Challenge 1:
Count the lines in the rows below that contain the string "player", and give only the number.

>> start Document text

This is being touted as “the film that defines a generation”.
Well, SPOILER, but I don’t think so. On the other hand, I think we could have a great conversation about it – what is is, what it could have been, what really does define Facebook and all these other – whatever they are.
And I really would like to have that conversation. At conferences I have seen the most godawfully insipid presentations on Twitter, Facebook, blogging, RSS feeds, etc. I think we can do better.
The movie is pretty brilliant for the first hour. It’s fascinating to see what Facebook started off as. As presented by the movie I read it as a nerd’s revenge on “social clubs”, which I gather is Harvard’s version of frats and sororities.
Okay, look, I went to Berkeley. Frats and sororities were the low end of the totem pole. Being in a frat meant you were suspected of fucking sheep, and at least at the time, that was not completely without reason. And doing sorority rush was cause for massive group intervention every bit as dire as would be learning that a friend’s boyfriend was battering her.
But for someone as misogynistic and socially pathetic as the movie portrays the character of Zuckerberg…. I can see that frats – I mean social clubs – that got hot girls bused into the frat – I mean social club – as entertainment – would incite a nerd’s jealousy and revenge.

>> end Document text
>> start Data to process

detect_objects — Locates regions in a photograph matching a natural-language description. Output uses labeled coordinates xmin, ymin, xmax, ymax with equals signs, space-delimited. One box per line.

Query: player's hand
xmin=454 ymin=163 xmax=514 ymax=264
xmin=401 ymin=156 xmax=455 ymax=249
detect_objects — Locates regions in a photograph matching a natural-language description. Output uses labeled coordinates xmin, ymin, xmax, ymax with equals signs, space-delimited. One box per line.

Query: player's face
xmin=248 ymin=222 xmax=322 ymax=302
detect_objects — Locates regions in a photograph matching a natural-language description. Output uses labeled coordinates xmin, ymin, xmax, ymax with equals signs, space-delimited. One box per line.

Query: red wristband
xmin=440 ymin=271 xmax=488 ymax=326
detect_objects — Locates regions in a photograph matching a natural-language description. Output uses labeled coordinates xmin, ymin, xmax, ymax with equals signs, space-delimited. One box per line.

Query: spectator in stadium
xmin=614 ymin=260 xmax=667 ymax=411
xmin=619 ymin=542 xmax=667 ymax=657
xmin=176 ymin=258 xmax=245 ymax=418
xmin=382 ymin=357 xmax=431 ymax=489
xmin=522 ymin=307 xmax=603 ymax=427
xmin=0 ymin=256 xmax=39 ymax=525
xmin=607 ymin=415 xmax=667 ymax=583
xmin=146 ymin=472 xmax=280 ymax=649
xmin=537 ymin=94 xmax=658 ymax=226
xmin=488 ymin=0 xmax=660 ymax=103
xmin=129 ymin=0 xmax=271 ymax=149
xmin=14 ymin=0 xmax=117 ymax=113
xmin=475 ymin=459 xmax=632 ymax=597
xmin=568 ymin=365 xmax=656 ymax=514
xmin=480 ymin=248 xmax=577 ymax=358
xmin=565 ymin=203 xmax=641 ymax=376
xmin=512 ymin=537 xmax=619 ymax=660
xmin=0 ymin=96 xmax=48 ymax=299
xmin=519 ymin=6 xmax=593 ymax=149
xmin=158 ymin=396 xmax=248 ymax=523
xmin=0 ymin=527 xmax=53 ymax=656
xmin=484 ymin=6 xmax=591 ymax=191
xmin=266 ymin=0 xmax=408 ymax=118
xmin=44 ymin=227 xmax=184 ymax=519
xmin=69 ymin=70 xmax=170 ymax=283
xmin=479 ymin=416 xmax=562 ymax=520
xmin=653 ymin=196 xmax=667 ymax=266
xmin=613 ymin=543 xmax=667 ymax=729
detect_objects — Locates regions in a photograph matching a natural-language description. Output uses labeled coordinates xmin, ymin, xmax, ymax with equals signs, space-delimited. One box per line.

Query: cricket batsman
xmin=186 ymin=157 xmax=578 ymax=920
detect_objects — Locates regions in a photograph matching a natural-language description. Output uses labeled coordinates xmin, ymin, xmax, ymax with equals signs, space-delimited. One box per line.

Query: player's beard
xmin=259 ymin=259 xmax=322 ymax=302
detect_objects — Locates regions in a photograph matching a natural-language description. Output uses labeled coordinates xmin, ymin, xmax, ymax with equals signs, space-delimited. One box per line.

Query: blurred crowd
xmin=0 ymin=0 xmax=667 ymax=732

>> end Data to process
>> start Data to process

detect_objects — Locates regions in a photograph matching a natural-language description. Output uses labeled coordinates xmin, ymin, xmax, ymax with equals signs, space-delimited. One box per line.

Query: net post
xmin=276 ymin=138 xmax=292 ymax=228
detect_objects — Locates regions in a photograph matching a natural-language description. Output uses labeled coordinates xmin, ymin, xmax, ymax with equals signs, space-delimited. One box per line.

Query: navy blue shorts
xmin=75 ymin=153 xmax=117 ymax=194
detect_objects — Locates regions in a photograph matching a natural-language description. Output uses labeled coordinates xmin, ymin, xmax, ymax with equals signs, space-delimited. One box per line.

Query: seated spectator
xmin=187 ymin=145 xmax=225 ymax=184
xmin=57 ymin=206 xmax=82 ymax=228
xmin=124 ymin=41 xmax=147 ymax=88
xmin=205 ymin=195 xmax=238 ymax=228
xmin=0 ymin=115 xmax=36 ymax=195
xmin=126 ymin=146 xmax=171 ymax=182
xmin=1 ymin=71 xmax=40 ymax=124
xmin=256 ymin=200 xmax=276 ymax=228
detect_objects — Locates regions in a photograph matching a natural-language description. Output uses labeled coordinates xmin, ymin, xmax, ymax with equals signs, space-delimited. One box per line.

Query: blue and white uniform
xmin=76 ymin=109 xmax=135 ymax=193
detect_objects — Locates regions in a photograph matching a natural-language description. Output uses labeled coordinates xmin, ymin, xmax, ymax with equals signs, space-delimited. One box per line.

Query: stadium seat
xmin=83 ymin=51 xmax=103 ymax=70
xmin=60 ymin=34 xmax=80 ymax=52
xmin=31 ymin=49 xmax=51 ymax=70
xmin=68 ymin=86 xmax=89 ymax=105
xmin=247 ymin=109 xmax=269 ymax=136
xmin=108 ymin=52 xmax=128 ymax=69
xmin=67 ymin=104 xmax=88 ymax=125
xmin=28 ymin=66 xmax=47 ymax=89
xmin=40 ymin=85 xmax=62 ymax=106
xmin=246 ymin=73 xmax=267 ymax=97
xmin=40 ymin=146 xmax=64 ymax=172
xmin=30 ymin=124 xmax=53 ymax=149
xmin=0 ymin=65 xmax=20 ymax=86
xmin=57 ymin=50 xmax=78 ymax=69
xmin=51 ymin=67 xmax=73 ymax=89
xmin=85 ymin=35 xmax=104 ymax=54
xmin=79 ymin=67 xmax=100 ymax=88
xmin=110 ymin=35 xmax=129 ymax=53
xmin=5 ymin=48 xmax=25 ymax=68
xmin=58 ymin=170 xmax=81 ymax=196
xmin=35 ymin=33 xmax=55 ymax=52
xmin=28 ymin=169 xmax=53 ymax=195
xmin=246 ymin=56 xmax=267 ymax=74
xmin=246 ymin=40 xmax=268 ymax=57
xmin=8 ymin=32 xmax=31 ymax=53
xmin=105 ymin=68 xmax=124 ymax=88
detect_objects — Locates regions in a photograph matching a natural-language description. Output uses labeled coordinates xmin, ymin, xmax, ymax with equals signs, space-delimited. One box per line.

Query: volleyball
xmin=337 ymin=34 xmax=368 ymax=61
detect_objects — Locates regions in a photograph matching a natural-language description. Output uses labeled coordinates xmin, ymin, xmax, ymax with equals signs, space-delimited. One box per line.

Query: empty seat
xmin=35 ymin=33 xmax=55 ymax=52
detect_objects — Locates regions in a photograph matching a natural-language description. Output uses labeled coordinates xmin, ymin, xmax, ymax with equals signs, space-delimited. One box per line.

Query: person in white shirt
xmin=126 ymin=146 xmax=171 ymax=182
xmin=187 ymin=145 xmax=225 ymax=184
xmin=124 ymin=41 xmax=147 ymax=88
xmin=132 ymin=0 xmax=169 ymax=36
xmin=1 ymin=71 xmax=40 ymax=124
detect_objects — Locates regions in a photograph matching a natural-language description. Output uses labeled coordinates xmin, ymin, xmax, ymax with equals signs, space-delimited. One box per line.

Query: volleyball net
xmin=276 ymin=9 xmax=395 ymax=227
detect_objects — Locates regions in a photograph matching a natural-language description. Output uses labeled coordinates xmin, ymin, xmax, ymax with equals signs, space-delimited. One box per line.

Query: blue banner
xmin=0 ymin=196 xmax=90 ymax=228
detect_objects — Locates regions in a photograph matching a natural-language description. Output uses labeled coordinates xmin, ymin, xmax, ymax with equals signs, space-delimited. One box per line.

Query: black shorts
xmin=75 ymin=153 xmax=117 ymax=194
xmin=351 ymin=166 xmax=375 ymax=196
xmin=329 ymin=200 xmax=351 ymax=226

>> end Data to process

Challenge 2:
In the film commentary above, swap "presentations" for "talks" in the passage starting with "And I really" and going on through "frats and sororities.".

Full solution 1:
3

Full solution 2:
And I really would like to have that conversation. At conferences I have seen the most godawfully insipid talks on Twitter, Facebook, blogging, RSS feeds, etc. I think we can do better.
The movie is pretty brilliant for the first hour. It’s fascinating to see what Facebook started off as. As presented by the movie I read it as a nerd’s revenge on “social clubs”, which I gather is Harvard’s version of frats and sororities.